Please rewrite all of the rows below, replacing "Drop a pin" with "Mark a point" wherever it occurs and leaving everything else unchanged.

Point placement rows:
::::::
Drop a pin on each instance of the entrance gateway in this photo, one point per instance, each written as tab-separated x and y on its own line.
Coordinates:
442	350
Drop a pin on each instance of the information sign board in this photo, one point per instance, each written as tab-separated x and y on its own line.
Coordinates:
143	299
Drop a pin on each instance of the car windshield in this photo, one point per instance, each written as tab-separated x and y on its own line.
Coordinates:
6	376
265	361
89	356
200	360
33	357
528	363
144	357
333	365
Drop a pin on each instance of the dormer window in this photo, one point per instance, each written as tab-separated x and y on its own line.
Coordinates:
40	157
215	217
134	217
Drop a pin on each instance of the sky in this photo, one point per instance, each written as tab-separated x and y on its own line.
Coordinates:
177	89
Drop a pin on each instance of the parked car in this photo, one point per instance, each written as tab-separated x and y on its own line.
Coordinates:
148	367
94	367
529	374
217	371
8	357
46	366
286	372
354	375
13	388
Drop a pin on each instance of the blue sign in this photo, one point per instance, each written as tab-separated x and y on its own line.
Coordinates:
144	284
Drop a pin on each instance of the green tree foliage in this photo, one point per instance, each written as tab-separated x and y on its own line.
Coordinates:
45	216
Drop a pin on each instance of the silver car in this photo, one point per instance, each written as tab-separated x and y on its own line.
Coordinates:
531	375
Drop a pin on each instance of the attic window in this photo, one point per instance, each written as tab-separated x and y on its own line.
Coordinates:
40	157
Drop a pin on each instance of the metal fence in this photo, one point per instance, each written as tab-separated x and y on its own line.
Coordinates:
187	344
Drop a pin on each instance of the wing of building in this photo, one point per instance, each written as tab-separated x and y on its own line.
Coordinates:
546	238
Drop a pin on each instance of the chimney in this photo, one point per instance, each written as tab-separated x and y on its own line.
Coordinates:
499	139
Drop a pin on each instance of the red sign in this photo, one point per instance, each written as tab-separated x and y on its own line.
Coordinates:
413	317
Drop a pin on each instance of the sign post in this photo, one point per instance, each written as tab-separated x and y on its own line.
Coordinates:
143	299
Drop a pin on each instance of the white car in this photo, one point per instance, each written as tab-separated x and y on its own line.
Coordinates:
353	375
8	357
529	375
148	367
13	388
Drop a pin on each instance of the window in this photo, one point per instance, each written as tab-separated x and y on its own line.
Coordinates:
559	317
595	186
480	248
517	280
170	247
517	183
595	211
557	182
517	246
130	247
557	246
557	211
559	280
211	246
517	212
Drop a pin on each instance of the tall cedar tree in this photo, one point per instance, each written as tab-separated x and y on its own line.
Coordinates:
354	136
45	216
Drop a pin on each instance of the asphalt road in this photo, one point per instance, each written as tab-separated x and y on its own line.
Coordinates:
::::::
=== Exercise response ===
Mark a point on each instance of the entrance gateway in this photo, one point per instance, each written as tab-separated x and y on its own line.
Coordinates:
442	350
Mark a point on each instance of the information sign board in this photo, one point per instance, each written as tab-separated x and y on its own line.
Coordinates:
143	299
Mark a point on each instance of the car windshield in this photo, one point per instance, each written as tab-separated x and y on its own line.
Coordinates:
6	376
265	361
89	356
200	360
33	357
528	363
144	357
333	365
Mark a point on each instance of the dormer window in this photo, one point per instance, each written as tab-separated x and y on its own line.
Coordinates:
40	157
215	217
134	217
Mark a point on each instance of the sky in this photo, one point per instance, each written as tab-separated x and y on its own line.
Coordinates:
177	89
Mark a point on each instance of the parked car in this photo, one point per instance, each written as tab-separated x and y on its own line.
Coordinates:
148	367
94	367
529	374
217	371
8	357
46	366
286	372
354	375
13	388
Mark a point on each instance of the blue sign in this photo, one point per instance, each written as tab-separated x and y on its own line.
Coordinates:
144	284
Mark a point on each instance of the green tree foliage in this photo, one point per instance, each written as tab-separated x and y on its own line.
Coordinates:
45	216
Mark a point on each instance of the silver car in this photo, one point per instance, each written as tab-separated x and y on its own line.
Coordinates:
531	375
Mark a point on each instance of the attic window in this photo, one point per instance, each written as tab-separated x and y on its own line.
Coordinates:
40	157
Mark a point on each instance of the metal fence in this photo, one point per instance, each written as tab-separated x and y on its own line.
Coordinates:
187	344
Mark a point on each instance of the wing of building in this photo, one point per instance, each written as tab-separated x and y on its own line.
Coordinates:
546	238
Mark a point on each instance of the chimney in this photo, one point per instance, each written as tab-separated x and y on its own line.
Coordinates:
499	139
Mark a point on each instance of the red sign in this photo, one point per instance, each written as tab-separated x and y on its own line.
Coordinates:
413	317
Mark a point on each instance of the sign post in this photo, one point per instance, each written as tab-separated x and y on its own line.
Coordinates:
143	299
Mark a point on each instance of the white car in this photo, one point per instance, each written as tab-separated x and y on its own line.
Coordinates:
353	375
8	357
529	375
148	367
13	388
Mark a point on each instance of the window in this photo, one point per instance, each written as tab-separated x and y on its own line.
Coordinates:
559	317
595	186
480	248
517	280
170	247
517	183
595	211
557	182
517	246
130	247
557	246
557	211
559	280
211	246
517	212
Mark a point on each instance of the tall cedar tree in this photo, one point per instance, each written as tab-separated x and y on its own line.
Coordinates:
354	136
45	216
Mark a point on each instance of the asphalt road in this photo, one point per instance, each written as tab-separated x and y on its own line.
Coordinates:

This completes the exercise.